Records drawn from a dataset
────────────────────

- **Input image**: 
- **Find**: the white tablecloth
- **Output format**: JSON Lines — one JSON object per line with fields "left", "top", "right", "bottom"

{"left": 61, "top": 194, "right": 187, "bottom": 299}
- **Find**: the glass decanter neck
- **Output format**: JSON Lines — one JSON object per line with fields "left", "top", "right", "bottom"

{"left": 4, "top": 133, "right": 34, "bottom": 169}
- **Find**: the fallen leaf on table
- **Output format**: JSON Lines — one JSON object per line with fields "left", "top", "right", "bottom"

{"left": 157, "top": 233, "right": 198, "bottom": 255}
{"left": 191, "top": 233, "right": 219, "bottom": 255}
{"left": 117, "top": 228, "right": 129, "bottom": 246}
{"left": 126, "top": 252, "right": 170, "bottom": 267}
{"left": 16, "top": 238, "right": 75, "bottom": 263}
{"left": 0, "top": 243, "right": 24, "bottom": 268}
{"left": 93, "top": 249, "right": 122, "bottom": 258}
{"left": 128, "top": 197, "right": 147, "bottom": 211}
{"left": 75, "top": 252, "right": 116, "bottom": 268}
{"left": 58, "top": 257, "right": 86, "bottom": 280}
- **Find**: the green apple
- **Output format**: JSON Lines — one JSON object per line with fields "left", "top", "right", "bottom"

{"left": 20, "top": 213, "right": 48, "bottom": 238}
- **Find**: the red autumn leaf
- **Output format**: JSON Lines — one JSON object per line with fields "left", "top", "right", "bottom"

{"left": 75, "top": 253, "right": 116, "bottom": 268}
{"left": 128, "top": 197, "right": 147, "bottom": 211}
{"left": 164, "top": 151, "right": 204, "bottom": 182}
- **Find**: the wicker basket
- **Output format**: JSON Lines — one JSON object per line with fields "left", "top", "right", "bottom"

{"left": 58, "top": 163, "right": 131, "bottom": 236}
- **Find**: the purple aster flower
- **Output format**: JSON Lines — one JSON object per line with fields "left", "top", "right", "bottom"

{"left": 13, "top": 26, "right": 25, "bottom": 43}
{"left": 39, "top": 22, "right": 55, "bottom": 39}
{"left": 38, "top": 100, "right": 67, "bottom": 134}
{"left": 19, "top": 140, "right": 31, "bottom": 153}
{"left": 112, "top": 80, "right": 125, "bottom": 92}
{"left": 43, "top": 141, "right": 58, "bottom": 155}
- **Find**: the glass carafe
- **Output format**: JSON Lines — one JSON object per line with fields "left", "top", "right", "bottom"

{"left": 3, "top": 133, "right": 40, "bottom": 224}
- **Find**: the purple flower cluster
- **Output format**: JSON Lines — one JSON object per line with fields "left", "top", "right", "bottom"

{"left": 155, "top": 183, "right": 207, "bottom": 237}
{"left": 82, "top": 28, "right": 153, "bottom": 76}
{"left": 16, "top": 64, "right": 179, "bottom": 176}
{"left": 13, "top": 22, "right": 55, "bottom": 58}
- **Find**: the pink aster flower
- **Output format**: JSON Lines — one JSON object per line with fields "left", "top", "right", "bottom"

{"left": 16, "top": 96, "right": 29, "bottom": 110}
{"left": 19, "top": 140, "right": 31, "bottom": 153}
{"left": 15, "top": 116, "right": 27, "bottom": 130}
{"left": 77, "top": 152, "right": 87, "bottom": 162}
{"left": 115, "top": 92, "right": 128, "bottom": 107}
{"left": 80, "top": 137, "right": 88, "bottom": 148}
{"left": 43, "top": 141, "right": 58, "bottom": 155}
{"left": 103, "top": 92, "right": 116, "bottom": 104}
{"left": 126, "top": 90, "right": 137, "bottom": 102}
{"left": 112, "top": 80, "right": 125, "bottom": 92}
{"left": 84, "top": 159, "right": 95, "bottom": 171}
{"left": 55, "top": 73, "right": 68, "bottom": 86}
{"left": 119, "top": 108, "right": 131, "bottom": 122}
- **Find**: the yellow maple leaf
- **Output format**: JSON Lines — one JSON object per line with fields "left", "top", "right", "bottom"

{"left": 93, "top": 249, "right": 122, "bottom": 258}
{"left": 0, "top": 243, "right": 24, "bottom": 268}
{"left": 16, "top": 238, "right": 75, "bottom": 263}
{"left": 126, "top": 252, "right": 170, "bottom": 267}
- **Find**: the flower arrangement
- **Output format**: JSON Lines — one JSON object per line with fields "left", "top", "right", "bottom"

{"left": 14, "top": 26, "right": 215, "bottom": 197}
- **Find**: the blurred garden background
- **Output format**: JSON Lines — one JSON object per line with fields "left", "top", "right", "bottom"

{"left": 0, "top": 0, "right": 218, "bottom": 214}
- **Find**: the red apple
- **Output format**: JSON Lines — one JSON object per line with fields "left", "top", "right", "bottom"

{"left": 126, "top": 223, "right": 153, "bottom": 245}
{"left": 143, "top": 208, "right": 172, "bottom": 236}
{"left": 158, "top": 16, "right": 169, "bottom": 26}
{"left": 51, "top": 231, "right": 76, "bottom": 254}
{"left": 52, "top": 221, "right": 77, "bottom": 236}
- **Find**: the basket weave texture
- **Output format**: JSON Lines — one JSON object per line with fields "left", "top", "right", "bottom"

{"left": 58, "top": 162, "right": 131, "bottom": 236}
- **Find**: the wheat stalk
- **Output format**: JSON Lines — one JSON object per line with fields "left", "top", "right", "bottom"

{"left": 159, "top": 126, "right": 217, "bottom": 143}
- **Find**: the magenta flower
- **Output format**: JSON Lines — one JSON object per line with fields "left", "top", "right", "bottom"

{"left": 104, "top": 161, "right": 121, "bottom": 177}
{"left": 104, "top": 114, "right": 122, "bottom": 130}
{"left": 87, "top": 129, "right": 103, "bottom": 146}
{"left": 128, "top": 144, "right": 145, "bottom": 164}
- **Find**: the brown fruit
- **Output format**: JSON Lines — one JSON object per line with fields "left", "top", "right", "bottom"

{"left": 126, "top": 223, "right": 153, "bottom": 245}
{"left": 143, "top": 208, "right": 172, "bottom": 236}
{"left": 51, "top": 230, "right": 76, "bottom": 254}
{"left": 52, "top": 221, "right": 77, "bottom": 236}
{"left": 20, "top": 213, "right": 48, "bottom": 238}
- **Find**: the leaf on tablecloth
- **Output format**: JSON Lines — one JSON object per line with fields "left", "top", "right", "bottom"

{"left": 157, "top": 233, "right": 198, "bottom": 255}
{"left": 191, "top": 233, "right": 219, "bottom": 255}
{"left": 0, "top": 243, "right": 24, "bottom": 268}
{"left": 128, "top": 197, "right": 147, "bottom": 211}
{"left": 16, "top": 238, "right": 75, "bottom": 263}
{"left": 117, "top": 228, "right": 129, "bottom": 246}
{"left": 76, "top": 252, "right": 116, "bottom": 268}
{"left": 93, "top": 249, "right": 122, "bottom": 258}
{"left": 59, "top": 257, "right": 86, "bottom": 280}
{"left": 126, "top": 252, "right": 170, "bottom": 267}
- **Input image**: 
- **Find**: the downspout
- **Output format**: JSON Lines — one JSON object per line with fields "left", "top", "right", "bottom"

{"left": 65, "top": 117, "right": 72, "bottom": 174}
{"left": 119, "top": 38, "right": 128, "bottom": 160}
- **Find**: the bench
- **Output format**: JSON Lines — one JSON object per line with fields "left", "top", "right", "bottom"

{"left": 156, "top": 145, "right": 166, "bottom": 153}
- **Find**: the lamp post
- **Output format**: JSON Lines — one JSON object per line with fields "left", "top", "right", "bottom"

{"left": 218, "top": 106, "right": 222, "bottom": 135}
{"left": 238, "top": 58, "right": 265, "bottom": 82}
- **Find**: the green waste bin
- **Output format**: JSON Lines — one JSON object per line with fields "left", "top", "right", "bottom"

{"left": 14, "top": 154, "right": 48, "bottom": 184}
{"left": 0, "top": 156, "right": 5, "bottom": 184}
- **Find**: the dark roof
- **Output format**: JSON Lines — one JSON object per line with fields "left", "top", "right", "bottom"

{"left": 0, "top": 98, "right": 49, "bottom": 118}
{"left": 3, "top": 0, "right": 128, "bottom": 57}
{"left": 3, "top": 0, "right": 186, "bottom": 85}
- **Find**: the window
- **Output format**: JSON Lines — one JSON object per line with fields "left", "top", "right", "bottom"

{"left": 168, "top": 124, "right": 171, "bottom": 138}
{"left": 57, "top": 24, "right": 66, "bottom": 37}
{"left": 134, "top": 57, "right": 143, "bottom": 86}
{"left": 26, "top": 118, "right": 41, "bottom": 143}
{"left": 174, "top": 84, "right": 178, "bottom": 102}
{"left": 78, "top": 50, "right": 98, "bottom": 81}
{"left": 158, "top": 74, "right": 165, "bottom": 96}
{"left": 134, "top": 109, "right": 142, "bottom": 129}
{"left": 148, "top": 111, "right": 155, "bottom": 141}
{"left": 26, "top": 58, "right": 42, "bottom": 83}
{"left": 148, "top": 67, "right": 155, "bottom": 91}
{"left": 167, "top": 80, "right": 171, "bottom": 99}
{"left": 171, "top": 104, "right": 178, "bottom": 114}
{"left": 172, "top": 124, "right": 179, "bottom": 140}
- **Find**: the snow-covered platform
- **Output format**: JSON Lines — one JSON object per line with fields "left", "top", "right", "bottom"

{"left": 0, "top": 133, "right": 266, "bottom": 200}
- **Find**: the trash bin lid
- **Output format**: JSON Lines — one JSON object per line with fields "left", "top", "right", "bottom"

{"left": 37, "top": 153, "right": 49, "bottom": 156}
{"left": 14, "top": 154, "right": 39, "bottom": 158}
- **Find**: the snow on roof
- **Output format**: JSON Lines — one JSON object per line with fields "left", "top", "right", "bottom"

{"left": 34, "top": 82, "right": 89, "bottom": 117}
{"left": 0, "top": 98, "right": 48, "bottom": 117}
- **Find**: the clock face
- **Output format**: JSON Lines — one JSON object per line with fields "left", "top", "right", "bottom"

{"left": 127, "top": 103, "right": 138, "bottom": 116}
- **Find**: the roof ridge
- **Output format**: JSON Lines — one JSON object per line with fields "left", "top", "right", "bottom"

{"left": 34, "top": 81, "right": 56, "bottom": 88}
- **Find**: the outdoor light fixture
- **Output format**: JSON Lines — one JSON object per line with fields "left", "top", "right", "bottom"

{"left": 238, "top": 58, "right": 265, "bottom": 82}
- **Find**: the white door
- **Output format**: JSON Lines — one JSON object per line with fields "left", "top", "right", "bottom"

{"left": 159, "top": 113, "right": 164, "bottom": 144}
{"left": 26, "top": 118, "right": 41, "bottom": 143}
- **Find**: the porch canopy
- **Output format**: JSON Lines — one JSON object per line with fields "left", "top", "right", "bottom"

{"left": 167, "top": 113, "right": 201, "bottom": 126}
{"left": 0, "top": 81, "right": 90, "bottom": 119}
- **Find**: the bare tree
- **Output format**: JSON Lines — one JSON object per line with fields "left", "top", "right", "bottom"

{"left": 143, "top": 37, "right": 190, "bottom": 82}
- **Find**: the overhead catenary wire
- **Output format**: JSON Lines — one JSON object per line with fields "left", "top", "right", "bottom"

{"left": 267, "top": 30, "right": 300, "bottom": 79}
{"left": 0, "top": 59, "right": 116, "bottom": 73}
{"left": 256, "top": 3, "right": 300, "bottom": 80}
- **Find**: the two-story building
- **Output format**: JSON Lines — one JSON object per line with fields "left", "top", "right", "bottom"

────────────────────

Exercise
Check every line of the entries above, and copy those that carry the string "flower".

Task output
- **Find**: the purple aster flower
- **Find**: the purple flower cluster
- **Find**: the pink aster flower
- **Find**: the flower arrangement
- **Find**: the magenta flower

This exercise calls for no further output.